| Reading text |
# # # # #
AP Photo/Douglas Healey

Brett Ashley Kaplan, University of Illinois at Urbana-Champaign

Like many, I was shocked to learn of novelist Philip Roth’s death.

Just a few months ago he was writing to me, making all sorts of snarky comments on the Dictionary of Literary Biography entry I had written about him.

For example, I had noted similarities between Henry Miller’s so-sexual-it-was-banned “Tropic of Cancer” and Roth’s 1995 novel, “Sabbath’s Theater.”

In the margins of the proofs, Roth penned the snide remark: “I read Tropic of Cancer in 1959 or 58. It was hardly on my mind almost 40 years later.”

These kinds of sharp comments were typical of Roth. While I was conducting research for “Jewish Anxiety and the Novels of Philip Roth” at the Roth manuscript collection in the Library of Congress, I was able to see many of his handwritten comments back to his editor. “Keep it to yourself!” he’d write in rebuke to a critique or suggestion.

Roth’s stubbornness wasn’t isolated to these small events. Early in his career, Jewish community members loudly critiqued his work, arguing that, if not openly anti-Semitic, his fiction at least catalyzed anti-Semitic thought. Yet Roth refused to capitulate, staying true to artistic vision. Though he would eventually be mostly embraced by many Jews – including Jewish women like me – it took decades for widespread acceptance to take place.

Roth, the Jewish anti-Semite?

Much of the early criticism of Roth’s work was related to the way he depicted his Jewish characters.

Published in 1959, the collection “Goodbye, Columbus” was Roth’s first major work.

The title novella traces a summer romance between Neil Klugman and Brenda Patimkin. The problem, especially for Brenda’s family, is class. Neil, a librarian and the son of Jewish immigrants, just can’t quite seem to fit in with the country club clique that surrounds the Patimkins.
# # # # #
| Records shown |

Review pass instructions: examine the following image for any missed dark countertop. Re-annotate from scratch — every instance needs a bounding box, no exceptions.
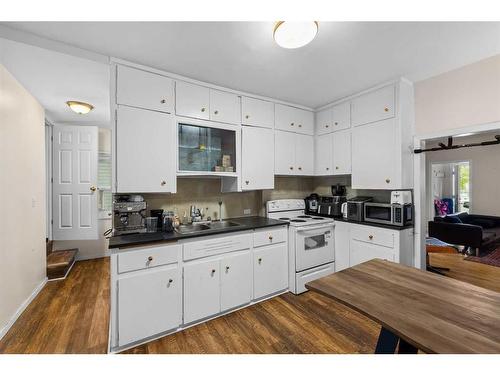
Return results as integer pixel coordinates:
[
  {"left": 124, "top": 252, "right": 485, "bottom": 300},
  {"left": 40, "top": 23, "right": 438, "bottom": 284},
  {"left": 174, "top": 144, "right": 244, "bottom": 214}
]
[{"left": 108, "top": 216, "right": 288, "bottom": 249}]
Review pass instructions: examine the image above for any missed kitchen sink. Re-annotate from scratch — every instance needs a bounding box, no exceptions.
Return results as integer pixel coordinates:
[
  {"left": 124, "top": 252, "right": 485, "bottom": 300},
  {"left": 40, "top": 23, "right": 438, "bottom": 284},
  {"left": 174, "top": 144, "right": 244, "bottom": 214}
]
[{"left": 175, "top": 221, "right": 241, "bottom": 234}]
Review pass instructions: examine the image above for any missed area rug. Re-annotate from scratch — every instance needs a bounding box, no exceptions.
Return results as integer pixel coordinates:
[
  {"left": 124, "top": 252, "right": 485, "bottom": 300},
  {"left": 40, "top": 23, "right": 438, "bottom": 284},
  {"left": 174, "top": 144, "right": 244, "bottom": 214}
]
[{"left": 465, "top": 247, "right": 500, "bottom": 267}]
# # # # #
| What you have to do |
Rewrite the piece on Philip Roth, starting with "These kinds of" and going on through "the Jewish anti-Semite?", with "stubbornness" replaced by "obstinacy".

| Answer to the problem |
These kinds of sharp comments were typical of Roth. While I was conducting research for “Jewish Anxiety and the Novels of Philip Roth” at the Roth manuscript collection in the Library of Congress, I was able to see many of his handwritten comments back to his editor. “Keep it to yourself!” he’d write in rebuke to a critique or suggestion.

Roth’s obstinacy wasn’t isolated to these small events. Early in his career, Jewish community members loudly critiqued his work, arguing that, if not openly anti-Semitic, his fiction at least catalyzed anti-Semitic thought. Yet Roth refused to capitulate, staying true to artistic vision. Though he would eventually be mostly embraced by many Jews – including Jewish women like me – it took decades for widespread acceptance to take place.

Roth, the Jewish anti-Semite?